• **Objective**
Reproduce the passage of the symbol path text below word for word, from "The debugger is" to "inside SQL Server.".

Now we have to setup our symbol file path so that they can be downloaded as the debugger needs them (or downloaded ahead of time if you choose to do so). In the debugger (Windbg), you can set the symbol path from the file menu here:

image

Or, once you have opened a dump or connected to a live target, you can use the following command:

.sympath

The debuggers will also honor an environment variable named _NT_SYMBOL_PATH. Some tools, such as process explorer, have the ability to map symbols for troubleshooting purposes and will look for this path.

Applications can have both public and private symbols. Both serve the same purpose, but the private symbols have much more information for private members and source code location. Private symbols for SQL Server are only available internally within Microsoft for support personnel. Externally, you will use public symbols as will this blog.

The easiest thing to do here is to set your symbol path to the externally available public symbol store. You can add a local cache directory for these symbols with the following syntax:

srv*c:\symbols\public* https://msdl.microsoft.com/download/symbols

The underlined, bolded part sets the local cache directory. The https:// URL is the public symbol store that symbols will be downloaded from. To set this with the .sympath command, just type:

.sympath srv*c:\symbols\public*https://msdl.microsoft.com/download/symbols

You can add additional symbol file locations by separating paths with a semi-colon (;). Then you can use the .reload command to force the loading of all or a specific symbol. Here we force the reloading of the main SQL Server executable, sqlservr.exe:

.reload /f sqlservr.exe

The debugger is now setup and if you haven’t already attached to a SQL Server or opened a dump file, you can do so from the File menu seen above with the “Attach to a Process” or “Open Crash Dump” commands. 

In a future post, we’ll do some basic commands with the debugger to look around inside SQL Server.

-Jay

• **Data supplied**
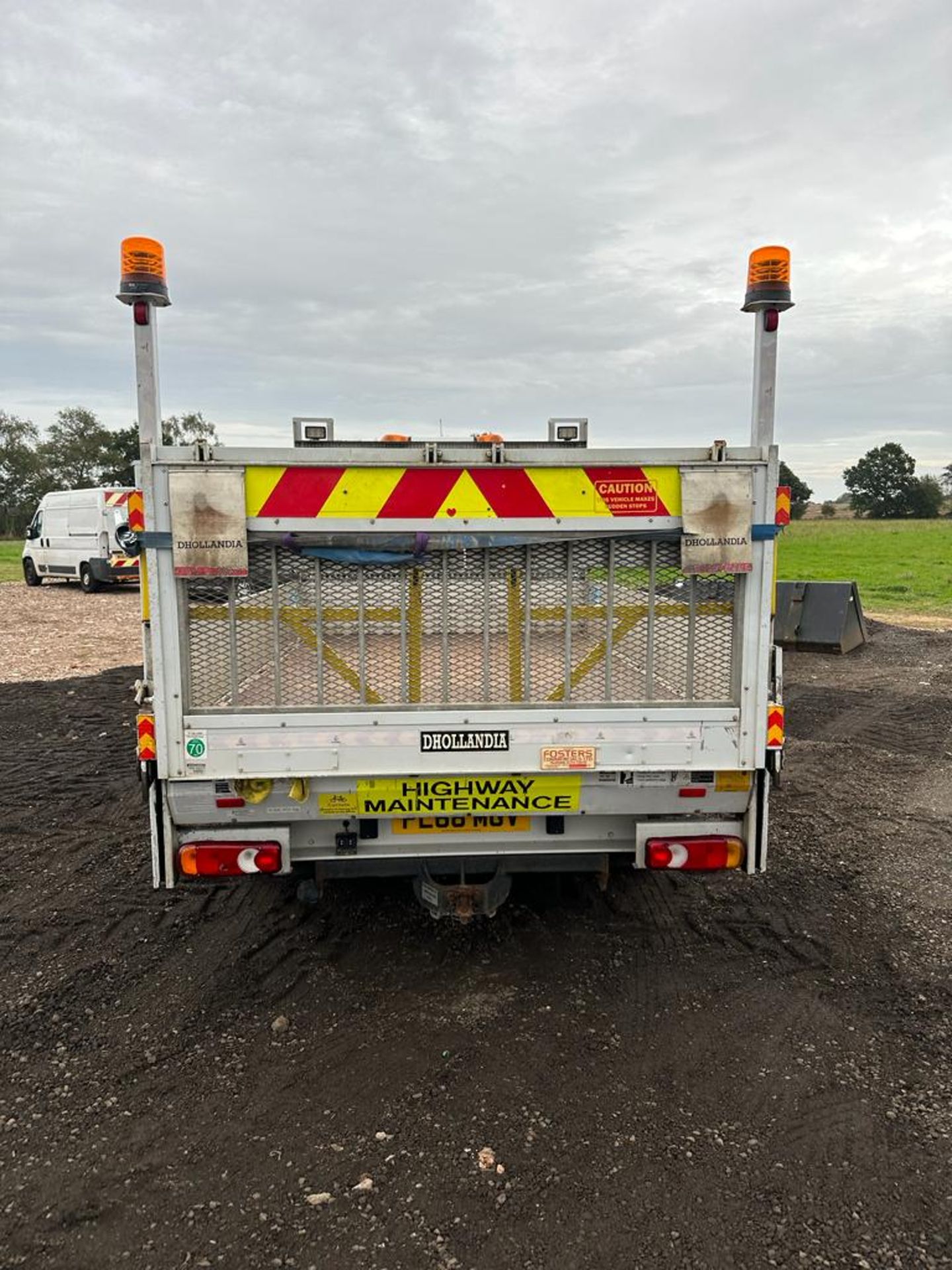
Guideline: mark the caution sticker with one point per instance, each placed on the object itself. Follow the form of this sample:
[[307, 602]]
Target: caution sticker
[[338, 804], [448, 795], [731, 783]]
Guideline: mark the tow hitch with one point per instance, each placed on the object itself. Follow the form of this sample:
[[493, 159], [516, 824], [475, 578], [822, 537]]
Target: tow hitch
[[462, 900]]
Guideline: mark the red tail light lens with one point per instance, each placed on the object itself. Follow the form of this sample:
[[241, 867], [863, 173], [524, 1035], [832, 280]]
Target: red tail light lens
[[702, 853], [229, 859]]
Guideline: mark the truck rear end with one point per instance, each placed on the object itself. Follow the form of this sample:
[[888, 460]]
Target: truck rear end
[[459, 661]]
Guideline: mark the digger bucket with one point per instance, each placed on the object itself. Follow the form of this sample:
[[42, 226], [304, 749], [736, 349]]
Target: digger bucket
[[819, 616]]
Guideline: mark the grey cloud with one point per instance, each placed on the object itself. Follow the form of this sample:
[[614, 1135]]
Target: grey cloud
[[487, 212]]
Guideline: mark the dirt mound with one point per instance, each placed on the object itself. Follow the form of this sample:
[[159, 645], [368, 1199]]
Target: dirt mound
[[682, 1072]]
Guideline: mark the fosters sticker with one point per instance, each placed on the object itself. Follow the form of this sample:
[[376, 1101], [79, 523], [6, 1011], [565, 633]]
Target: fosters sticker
[[451, 795]]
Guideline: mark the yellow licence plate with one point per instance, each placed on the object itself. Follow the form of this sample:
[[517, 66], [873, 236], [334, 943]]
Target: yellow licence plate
[[462, 825]]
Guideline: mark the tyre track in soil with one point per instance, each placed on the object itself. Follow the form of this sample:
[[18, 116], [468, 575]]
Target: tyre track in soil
[[681, 1072]]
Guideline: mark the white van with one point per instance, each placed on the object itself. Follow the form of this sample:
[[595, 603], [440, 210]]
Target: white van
[[81, 534]]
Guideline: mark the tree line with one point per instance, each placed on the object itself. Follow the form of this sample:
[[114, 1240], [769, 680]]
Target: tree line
[[883, 486], [78, 452]]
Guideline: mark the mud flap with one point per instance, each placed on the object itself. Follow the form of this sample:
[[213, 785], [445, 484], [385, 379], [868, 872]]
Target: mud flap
[[762, 789]]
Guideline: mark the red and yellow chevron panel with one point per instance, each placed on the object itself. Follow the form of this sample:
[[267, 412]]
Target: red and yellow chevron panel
[[465, 493], [782, 513], [775, 727], [145, 727], [136, 511]]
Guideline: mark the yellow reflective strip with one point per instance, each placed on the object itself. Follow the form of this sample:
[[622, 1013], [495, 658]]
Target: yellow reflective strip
[[362, 492], [465, 499], [568, 491], [259, 487]]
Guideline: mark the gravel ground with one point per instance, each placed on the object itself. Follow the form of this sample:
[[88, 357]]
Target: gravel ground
[[55, 630], [686, 1071]]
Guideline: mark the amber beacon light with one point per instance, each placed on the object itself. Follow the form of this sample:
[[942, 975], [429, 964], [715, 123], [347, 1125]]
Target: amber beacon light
[[768, 280], [143, 275]]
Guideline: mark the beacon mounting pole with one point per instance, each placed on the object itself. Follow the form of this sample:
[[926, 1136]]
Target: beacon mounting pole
[[767, 298], [143, 288]]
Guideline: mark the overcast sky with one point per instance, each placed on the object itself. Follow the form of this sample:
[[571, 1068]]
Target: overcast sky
[[487, 214]]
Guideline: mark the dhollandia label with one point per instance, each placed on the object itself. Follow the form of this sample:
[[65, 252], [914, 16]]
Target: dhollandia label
[[467, 741], [473, 795]]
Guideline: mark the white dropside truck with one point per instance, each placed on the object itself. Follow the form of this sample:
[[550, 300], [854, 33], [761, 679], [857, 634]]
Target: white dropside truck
[[81, 535], [457, 661]]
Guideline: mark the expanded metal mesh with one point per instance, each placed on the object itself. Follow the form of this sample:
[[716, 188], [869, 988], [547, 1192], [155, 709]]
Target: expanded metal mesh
[[587, 622]]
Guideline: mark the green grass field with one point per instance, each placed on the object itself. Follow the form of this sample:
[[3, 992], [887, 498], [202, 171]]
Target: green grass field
[[899, 566], [11, 567]]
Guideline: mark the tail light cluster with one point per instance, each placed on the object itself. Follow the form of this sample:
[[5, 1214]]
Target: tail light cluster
[[229, 859], [702, 853]]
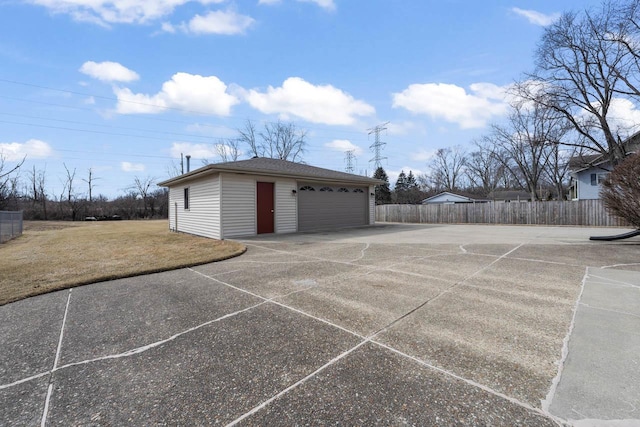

• **Answer to this exercise**
The debugger is now setup and if you haven’t already attached to a SQL Server or opened a dump file, you can do so from the File menu seen above with the “Attach to a Process” or “Open Crash Dump” commands. 

In a future post, we’ll do some basic commands with the debugger to look around inside SQL Server.